[Goal] Reproduce the entire listing below line for line, with no changes.

[Record list]
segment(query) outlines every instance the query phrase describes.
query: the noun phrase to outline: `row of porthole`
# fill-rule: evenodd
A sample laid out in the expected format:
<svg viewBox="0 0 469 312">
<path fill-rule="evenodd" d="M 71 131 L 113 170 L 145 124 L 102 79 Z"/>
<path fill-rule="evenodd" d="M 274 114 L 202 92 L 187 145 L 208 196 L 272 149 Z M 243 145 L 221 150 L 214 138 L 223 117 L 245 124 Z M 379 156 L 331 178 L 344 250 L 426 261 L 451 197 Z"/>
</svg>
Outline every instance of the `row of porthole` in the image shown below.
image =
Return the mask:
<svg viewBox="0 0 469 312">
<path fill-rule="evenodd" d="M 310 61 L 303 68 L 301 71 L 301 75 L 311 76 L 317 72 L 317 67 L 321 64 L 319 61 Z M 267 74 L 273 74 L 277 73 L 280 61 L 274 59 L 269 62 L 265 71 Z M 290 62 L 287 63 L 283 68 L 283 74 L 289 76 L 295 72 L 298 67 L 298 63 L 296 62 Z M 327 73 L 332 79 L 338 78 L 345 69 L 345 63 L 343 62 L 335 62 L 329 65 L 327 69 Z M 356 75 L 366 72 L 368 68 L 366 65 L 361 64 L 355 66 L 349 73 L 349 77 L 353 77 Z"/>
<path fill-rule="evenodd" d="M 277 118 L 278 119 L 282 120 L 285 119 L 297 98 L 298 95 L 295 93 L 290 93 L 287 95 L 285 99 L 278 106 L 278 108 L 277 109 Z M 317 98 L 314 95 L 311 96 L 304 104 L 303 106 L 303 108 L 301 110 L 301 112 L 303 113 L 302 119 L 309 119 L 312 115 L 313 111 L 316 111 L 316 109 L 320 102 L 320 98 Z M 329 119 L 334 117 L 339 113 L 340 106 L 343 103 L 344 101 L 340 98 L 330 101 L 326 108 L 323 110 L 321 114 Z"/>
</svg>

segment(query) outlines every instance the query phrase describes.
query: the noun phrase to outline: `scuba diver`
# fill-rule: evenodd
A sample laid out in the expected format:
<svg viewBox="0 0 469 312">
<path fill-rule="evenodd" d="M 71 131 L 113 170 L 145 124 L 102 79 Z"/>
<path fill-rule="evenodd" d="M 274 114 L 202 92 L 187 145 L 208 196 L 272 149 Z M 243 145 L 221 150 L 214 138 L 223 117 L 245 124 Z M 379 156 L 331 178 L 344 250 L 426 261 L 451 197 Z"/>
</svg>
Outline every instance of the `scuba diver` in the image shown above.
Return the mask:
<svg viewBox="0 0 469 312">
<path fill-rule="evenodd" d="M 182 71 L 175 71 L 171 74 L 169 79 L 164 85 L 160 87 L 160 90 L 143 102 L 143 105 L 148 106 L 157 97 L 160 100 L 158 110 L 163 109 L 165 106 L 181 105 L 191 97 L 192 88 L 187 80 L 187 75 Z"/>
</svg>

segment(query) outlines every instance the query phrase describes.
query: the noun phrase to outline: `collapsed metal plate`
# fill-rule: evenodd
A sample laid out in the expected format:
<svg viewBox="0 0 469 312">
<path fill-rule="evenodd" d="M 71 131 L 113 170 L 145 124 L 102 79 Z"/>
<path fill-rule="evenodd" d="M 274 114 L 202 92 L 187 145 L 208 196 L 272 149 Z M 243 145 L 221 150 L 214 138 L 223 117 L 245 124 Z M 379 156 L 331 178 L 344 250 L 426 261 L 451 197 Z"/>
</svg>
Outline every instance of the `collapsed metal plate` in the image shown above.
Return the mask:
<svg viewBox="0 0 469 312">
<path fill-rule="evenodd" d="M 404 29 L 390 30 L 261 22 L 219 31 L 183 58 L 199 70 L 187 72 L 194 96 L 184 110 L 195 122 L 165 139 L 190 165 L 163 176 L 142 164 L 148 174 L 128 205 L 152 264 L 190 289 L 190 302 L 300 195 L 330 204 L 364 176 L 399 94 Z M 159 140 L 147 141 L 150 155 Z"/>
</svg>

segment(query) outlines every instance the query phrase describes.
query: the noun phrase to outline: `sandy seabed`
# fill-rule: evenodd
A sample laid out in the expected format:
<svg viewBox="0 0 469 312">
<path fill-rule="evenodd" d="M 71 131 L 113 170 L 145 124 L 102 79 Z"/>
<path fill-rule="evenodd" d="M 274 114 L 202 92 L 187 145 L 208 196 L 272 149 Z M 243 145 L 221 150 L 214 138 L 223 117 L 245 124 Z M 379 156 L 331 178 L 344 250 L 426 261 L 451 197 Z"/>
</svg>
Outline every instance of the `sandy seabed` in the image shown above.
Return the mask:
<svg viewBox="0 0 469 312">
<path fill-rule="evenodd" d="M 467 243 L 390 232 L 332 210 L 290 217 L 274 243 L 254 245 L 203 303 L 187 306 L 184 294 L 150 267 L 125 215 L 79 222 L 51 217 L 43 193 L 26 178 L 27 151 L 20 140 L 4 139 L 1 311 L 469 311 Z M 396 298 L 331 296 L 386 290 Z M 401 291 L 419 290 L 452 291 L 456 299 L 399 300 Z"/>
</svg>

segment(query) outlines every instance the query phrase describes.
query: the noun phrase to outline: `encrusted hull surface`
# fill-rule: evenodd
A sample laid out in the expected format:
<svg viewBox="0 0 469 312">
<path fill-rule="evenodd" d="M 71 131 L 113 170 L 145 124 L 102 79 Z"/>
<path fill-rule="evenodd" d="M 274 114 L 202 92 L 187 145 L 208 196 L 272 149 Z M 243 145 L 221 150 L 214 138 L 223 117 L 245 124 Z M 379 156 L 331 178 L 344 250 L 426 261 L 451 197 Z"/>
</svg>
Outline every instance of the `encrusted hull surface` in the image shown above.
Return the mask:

[Result]
segment(query) outlines every instance the query phrase describes.
query: the noun phrase to outline: `row of porthole`
# fill-rule: evenodd
A sample laid out in the expected format:
<svg viewBox="0 0 469 312">
<path fill-rule="evenodd" d="M 71 131 L 113 170 L 145 124 L 102 79 Z"/>
<path fill-rule="evenodd" d="M 274 114 L 202 92 L 187 145 L 208 196 L 272 149 Z M 243 145 L 221 150 L 214 138 L 223 117 L 245 124 Z M 379 156 L 331 178 L 344 250 L 426 261 L 451 197 Z"/>
</svg>
Outline every instance of the `row of porthole` in the image shown below.
image =
Return the mask:
<svg viewBox="0 0 469 312">
<path fill-rule="evenodd" d="M 310 61 L 303 68 L 301 71 L 301 75 L 311 76 L 317 72 L 317 67 L 321 64 L 319 61 Z M 267 74 L 273 74 L 277 73 L 280 61 L 274 59 L 269 62 L 265 71 Z M 290 62 L 287 63 L 283 68 L 283 74 L 289 76 L 295 72 L 298 67 L 298 63 L 296 62 Z M 327 73 L 332 79 L 338 78 L 345 69 L 345 63 L 343 62 L 335 62 L 329 65 L 327 69 Z M 356 75 L 366 72 L 368 68 L 366 65 L 361 64 L 355 66 L 349 73 L 349 77 L 353 77 Z"/>
<path fill-rule="evenodd" d="M 277 118 L 278 119 L 282 120 L 285 119 L 297 98 L 298 95 L 295 93 L 290 93 L 287 95 L 285 99 L 278 106 L 278 108 L 277 109 Z M 317 98 L 314 95 L 311 96 L 304 104 L 303 106 L 303 108 L 301 110 L 301 112 L 303 113 L 302 119 L 309 119 L 312 115 L 313 111 L 316 111 L 316 109 L 320 102 L 320 98 Z M 329 119 L 334 117 L 339 113 L 340 106 L 343 103 L 344 101 L 340 98 L 330 101 L 326 108 L 323 110 L 321 114 Z"/>
</svg>

segment(query) outlines every instance the query phrase describes.
query: the noun phrase to outline: `scuba diver`
# fill-rule: evenodd
A sample laid out in the expected format:
<svg viewBox="0 0 469 312">
<path fill-rule="evenodd" d="M 71 131 L 113 170 L 145 124 L 102 79 Z"/>
<path fill-rule="evenodd" d="M 274 114 L 202 92 L 187 145 L 208 196 L 272 149 Z M 243 145 L 221 150 L 214 138 L 223 117 L 245 124 Z M 379 156 L 331 178 L 344 250 L 426 261 L 451 197 Z"/>
</svg>
Outline every instance of the `scuba diver` in the image shown above.
Return the mask:
<svg viewBox="0 0 469 312">
<path fill-rule="evenodd" d="M 182 71 L 175 71 L 171 74 L 169 79 L 164 85 L 160 87 L 160 90 L 143 102 L 143 105 L 148 106 L 157 97 L 160 100 L 158 110 L 163 109 L 165 106 L 181 105 L 191 97 L 192 88 L 187 80 L 187 75 Z"/>
</svg>

segment(query) outlines every instance the query phrase describes.
query: the noun phrase to outline: `collapsed metal plate`
# fill-rule: evenodd
A sample laid out in the expected format:
<svg viewBox="0 0 469 312">
<path fill-rule="evenodd" d="M 71 131 L 113 170 L 145 124 L 102 79 Z"/>
<path fill-rule="evenodd" d="M 274 114 L 202 92 L 187 145 L 208 196 L 272 149 Z M 243 145 L 221 150 L 214 138 L 223 117 L 245 124 Z M 379 156 L 331 178 L 344 250 L 426 261 L 451 197 Z"/>
</svg>
Outline every instance of the `collapsed metal plate` in the image shown above.
Return the mask:
<svg viewBox="0 0 469 312">
<path fill-rule="evenodd" d="M 404 29 L 390 30 L 261 22 L 219 31 L 183 58 L 199 70 L 187 72 L 194 96 L 184 110 L 195 122 L 165 139 L 190 165 L 163 176 L 142 164 L 148 174 L 128 205 L 152 264 L 190 289 L 190 302 L 300 195 L 330 204 L 364 176 L 399 94 Z M 159 140 L 147 141 L 150 155 Z"/>
</svg>

segment(query) outlines every instance the query phrase describes.
query: the noun phrase to outline: `sandy seabed`
# fill-rule: evenodd
A sample laid out in the expected format:
<svg viewBox="0 0 469 312">
<path fill-rule="evenodd" d="M 71 131 L 113 170 L 145 124 L 102 79 Z"/>
<path fill-rule="evenodd" d="M 274 114 L 202 92 L 187 145 L 208 196 L 272 149 Z M 243 145 L 221 150 L 214 138 L 223 117 L 245 124 Z M 379 156 L 331 178 L 344 250 L 426 261 L 451 197 Z"/>
</svg>
Outline every instance of the `sandy seabed` in the image shown above.
Return the mask:
<svg viewBox="0 0 469 312">
<path fill-rule="evenodd" d="M 467 243 L 390 232 L 332 210 L 290 217 L 274 243 L 254 245 L 203 303 L 187 306 L 184 294 L 150 267 L 125 215 L 79 222 L 51 217 L 43 193 L 26 178 L 27 151 L 20 140 L 4 139 L 1 311 L 469 311 Z M 396 298 L 331 296 L 386 290 Z M 401 291 L 419 290 L 452 291 L 456 299 L 399 300 Z"/>
</svg>

segment(query) outlines every instance the query phrase describes.
query: the noun phrase to outline: `encrusted hull surface`
# fill-rule: evenodd
A sample laid out in the expected format:
<svg viewBox="0 0 469 312">
<path fill-rule="evenodd" d="M 71 131 L 113 170 L 145 124 L 102 79 Z"/>
<path fill-rule="evenodd" d="M 274 114 L 202 92 L 187 145 L 208 196 L 272 149 Z M 243 145 L 221 150 L 214 138 L 223 117 L 245 124 Z M 379 156 L 331 178 L 344 250 L 426 261 L 451 197 Z"/>
</svg>
Outline every instance of the `encrusted hull surface` in the image shown above.
Return the mask:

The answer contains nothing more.